実施するタスク:
1. Raspberry Pi Picoの開発環境構築を扱うページについて、次の(a)〜(c)が本文と一致するかをそれぞれ「はい」か「いいえ」で答え、判断の根拠となる本文の語句をそのまま引用せよ。(a) 開発PCのOSはUbuntu 20.04 LTSである。(b) この記事ではコンパイル済みのファイルを書き込むだけで、ソースのコンパイルは行わない。(c) OSのバージョン詳細は /etc/os-release で確認できる。
2. Raspberry Pi Picoの開発環境構築を扱うページで、ターゲットボードとして挙げられているものは何か。

═════ ページ

Raspberry Pi Picoの開発環境構築 (Ubuntu PC)

アイキャッチ

この記事の内容

前回はコンパイル済みのファイルをRaspberry Pi Picoに書き込んで動作確認をする記事を書きました。

引き続き、自分のPCでコンパイルできるように開発環境を作ります。開発環境のセットアップ後、サンプルソースファイルをコンパイルし、実機に書き込んで動作確認します。

Raspberry Pi Pico サンプルプログラム(C/C++)の動作確認 | てつふくブログ

組み込み機器向けマイコンボードRaspberry Pi Pico (ラズパイ ピコ) でLチカとHello WorldのC/C++版サンプルプログラムを動かす手順。本記事はUbuntu PCとpicocomを使いましたが、WindowsやLinuxが動く普通のラズパイでもOKです。

PC環境、ボード環境

  • 開発PC: Ubuntu 20.04 LTS
  • ターゲットボード: Raspberry Pi Pico上のRP2040

OS(Ubuntu)のバージョン詳細は /etc/os-release で確認できます。

$ cat /etc/os-release 
NAME="Ubuntu"
VERSION="20.04.2 LTS (Focal Fossa)"

══════════
═════ 提供データ

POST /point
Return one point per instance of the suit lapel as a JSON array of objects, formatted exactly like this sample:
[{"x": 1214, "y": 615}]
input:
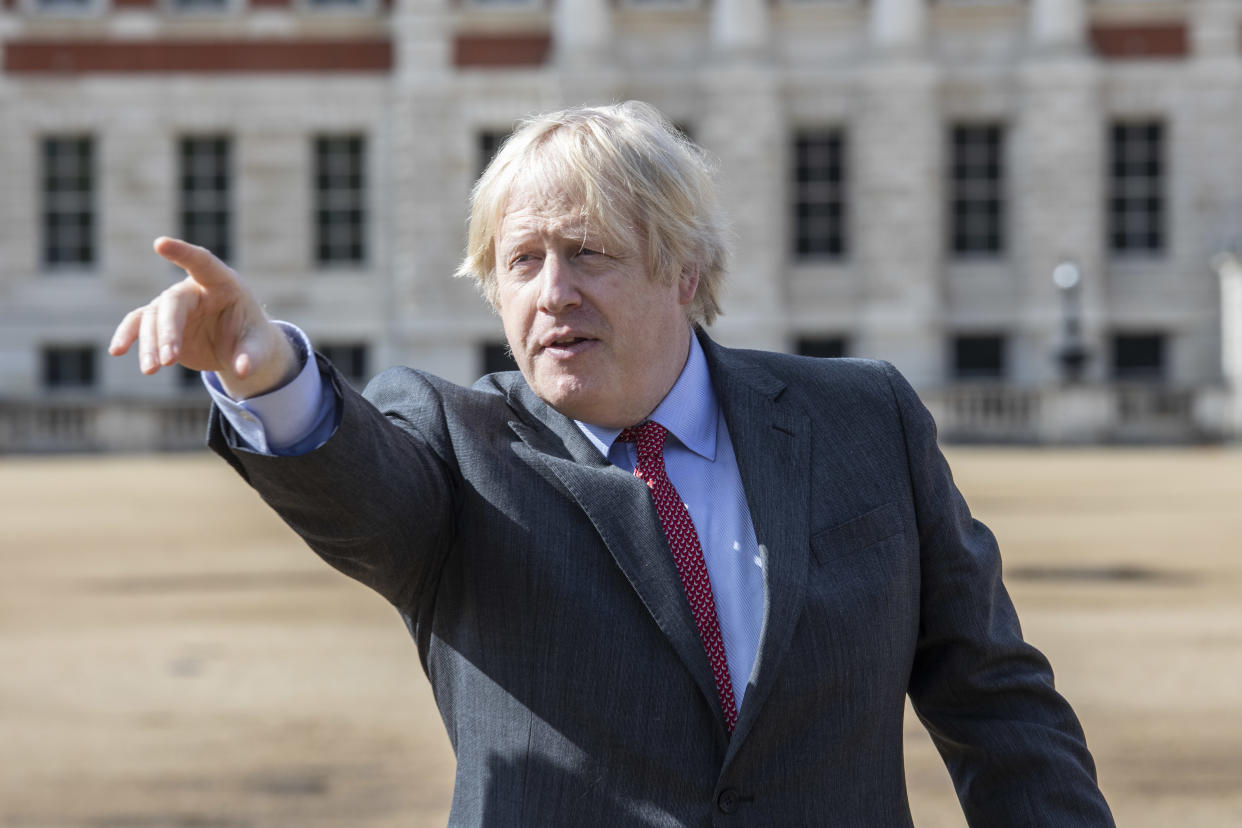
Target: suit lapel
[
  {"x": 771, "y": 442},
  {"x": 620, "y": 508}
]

══════════

タスク別の結果:
1.
(a) はい。根拠は「開発PC: Ubuntu 20.04 LTS」である。
(b) いいえ。根拠は「開発環境のセットアップ後、サンプルソースファイルをコンパイルし、実機に書き込んで動作確認します。」である。
(c) はい。根拠は「OS(Ubuntu)のバージョン詳細は /etc/os-release で確認できます。」である。

2. ターゲットボードはRaspberry Pi Pico上のRP2040である。